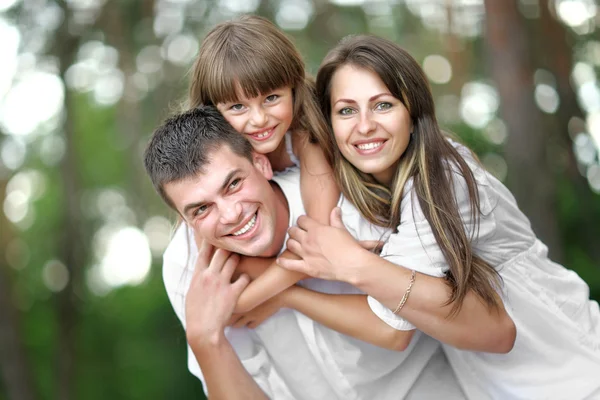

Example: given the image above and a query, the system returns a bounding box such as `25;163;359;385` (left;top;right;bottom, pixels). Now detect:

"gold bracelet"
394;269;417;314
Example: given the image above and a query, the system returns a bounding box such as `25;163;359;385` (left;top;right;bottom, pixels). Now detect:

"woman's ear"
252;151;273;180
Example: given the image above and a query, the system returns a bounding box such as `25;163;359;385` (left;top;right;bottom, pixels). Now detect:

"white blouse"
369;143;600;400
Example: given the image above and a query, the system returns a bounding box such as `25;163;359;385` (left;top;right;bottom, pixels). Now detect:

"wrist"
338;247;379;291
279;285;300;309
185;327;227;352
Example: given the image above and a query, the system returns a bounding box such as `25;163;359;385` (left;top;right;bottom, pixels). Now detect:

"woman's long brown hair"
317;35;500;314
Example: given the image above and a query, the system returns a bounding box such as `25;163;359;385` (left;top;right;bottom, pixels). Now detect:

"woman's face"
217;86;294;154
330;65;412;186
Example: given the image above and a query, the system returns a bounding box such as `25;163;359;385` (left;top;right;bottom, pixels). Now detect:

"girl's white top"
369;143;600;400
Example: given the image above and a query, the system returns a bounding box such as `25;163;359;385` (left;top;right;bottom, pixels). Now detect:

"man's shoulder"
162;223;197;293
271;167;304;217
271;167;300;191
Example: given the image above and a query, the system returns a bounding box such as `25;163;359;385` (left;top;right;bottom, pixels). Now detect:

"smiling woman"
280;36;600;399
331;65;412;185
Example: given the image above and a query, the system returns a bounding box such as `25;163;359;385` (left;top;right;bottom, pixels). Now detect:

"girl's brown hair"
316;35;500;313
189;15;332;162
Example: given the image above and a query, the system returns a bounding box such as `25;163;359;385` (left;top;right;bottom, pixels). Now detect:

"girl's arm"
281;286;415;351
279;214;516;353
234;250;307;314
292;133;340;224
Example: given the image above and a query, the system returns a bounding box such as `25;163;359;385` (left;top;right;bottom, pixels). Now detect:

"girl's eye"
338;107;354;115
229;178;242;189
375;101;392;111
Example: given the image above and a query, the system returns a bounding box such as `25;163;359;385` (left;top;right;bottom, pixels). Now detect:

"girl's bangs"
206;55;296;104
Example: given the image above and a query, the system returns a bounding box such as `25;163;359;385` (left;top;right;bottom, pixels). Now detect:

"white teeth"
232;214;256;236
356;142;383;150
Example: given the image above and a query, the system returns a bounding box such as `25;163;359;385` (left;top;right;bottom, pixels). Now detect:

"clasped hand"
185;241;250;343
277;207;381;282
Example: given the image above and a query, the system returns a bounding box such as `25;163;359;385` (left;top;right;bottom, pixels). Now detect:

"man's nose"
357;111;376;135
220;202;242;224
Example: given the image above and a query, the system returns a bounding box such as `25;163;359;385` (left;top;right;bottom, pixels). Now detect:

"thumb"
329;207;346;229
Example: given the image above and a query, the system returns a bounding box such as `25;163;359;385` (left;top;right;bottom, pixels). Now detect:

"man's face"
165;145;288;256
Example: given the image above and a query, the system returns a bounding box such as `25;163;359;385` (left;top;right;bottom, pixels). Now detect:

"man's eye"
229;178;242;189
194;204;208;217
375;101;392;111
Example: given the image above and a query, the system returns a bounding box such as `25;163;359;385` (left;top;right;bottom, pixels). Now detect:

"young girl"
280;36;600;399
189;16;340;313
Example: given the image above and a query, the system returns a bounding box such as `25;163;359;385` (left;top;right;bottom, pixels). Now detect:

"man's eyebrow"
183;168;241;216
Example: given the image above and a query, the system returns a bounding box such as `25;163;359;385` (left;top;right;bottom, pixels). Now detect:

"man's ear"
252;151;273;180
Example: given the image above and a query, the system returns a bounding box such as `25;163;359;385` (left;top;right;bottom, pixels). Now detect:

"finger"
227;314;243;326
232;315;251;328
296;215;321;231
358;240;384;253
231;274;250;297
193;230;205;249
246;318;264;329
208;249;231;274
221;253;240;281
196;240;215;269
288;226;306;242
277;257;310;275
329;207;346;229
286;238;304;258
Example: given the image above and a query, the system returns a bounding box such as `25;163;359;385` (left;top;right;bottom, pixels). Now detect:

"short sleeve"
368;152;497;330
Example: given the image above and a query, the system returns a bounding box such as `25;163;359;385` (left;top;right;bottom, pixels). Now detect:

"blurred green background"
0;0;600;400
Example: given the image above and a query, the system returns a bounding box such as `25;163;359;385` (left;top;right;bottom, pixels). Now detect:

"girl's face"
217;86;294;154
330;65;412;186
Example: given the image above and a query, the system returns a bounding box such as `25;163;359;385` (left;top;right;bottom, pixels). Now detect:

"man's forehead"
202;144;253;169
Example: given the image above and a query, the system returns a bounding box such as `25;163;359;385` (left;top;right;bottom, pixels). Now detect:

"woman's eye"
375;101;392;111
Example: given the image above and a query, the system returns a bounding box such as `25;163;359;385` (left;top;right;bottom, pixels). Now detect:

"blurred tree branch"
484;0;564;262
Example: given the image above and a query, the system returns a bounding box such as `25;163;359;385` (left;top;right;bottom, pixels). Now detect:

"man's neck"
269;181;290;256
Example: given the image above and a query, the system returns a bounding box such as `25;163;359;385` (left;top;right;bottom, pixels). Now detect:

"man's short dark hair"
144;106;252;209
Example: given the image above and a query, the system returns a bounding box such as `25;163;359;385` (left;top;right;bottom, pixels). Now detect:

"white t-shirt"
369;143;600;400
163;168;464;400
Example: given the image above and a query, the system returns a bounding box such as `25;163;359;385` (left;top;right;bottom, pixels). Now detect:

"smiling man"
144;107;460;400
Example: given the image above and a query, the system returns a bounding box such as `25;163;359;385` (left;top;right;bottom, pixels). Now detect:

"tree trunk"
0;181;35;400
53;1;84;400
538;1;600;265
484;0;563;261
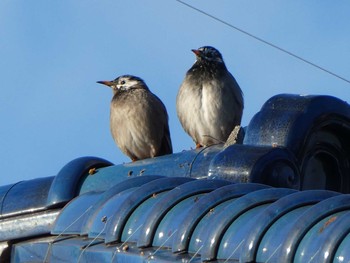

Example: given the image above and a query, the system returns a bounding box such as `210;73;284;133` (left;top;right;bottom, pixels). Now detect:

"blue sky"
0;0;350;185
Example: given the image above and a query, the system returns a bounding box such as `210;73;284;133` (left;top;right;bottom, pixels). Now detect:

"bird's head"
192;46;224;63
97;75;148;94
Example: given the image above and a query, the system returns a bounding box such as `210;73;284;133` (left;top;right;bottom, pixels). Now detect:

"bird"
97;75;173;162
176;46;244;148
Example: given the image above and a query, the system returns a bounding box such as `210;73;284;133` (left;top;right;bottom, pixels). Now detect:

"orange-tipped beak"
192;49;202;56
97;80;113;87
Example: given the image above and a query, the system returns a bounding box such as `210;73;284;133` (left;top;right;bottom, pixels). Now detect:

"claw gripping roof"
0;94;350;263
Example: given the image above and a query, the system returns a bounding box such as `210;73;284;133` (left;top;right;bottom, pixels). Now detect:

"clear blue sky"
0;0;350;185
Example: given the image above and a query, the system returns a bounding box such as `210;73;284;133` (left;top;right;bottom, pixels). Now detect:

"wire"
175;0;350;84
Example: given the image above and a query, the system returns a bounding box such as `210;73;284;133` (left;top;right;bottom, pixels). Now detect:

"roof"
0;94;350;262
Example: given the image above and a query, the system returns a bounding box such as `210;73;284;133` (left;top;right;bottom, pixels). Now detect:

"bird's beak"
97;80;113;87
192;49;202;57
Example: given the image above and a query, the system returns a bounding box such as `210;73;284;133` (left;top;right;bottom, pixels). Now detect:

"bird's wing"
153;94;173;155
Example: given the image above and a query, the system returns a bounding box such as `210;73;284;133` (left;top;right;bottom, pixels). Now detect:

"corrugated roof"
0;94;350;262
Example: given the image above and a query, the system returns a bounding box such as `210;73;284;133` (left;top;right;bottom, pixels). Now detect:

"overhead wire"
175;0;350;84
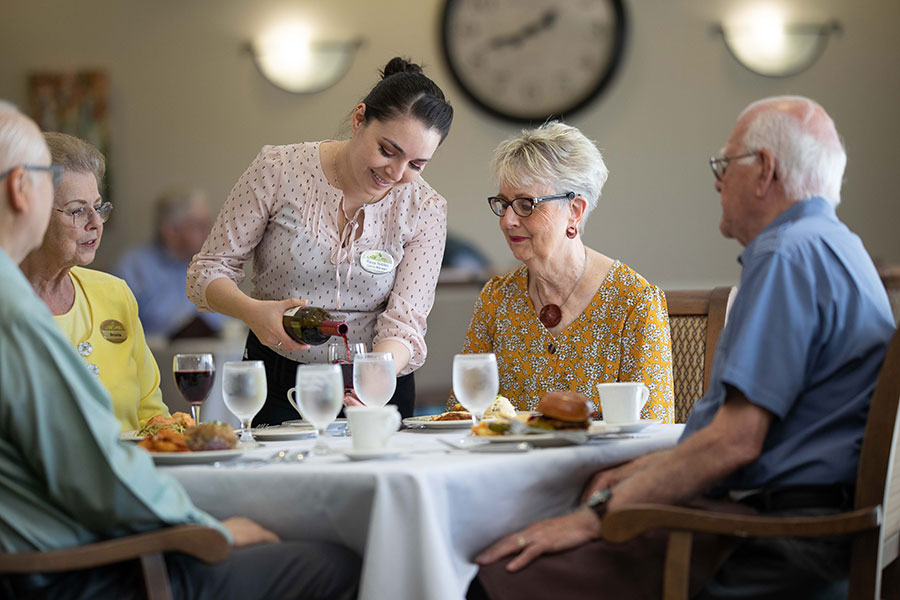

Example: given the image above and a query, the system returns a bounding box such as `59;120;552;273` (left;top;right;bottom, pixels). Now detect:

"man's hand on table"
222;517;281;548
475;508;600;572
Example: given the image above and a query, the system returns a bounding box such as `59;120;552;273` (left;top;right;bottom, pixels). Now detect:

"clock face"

◆ ◆ ◆ ◆

▶ _Required task_: Please render the stretch from the start of the rows through the line containing "185;327;227;352" as a two-column CSV with the headers query_text and boxes. Give one line per row, putting its text and its answer each in a single quoted field with line breaks turned into spaces, and leave the pictures out.

▶ _Worked answer_:
query_text,boxes
"Example: given the image above and a query, the system returns a bounding box such as `25;163;359;385` (left;top;right;bottom, pixels). Now detect: ""gold bracelet""","394;269;417;314"
"Example: given the image above and a query, the system returns a bounding box such as `25;163;359;385` (left;top;right;bottom, pixels). Now detect: ""woman's ear""","252;151;273;180"
"Example: given the image above and a query, the system returns a bounding box such as `25;163;359;385` (left;top;right;bottom, pixels). Now detect: ""white blouse""","369;143;600;400"
"Example: given the image above and a query, the system returns a bounding box such as `25;163;359;385` (left;top;right;bottom, pixels). Now detect: ""wrist""","338;247;379;291 279;285;300;309 185;327;227;352"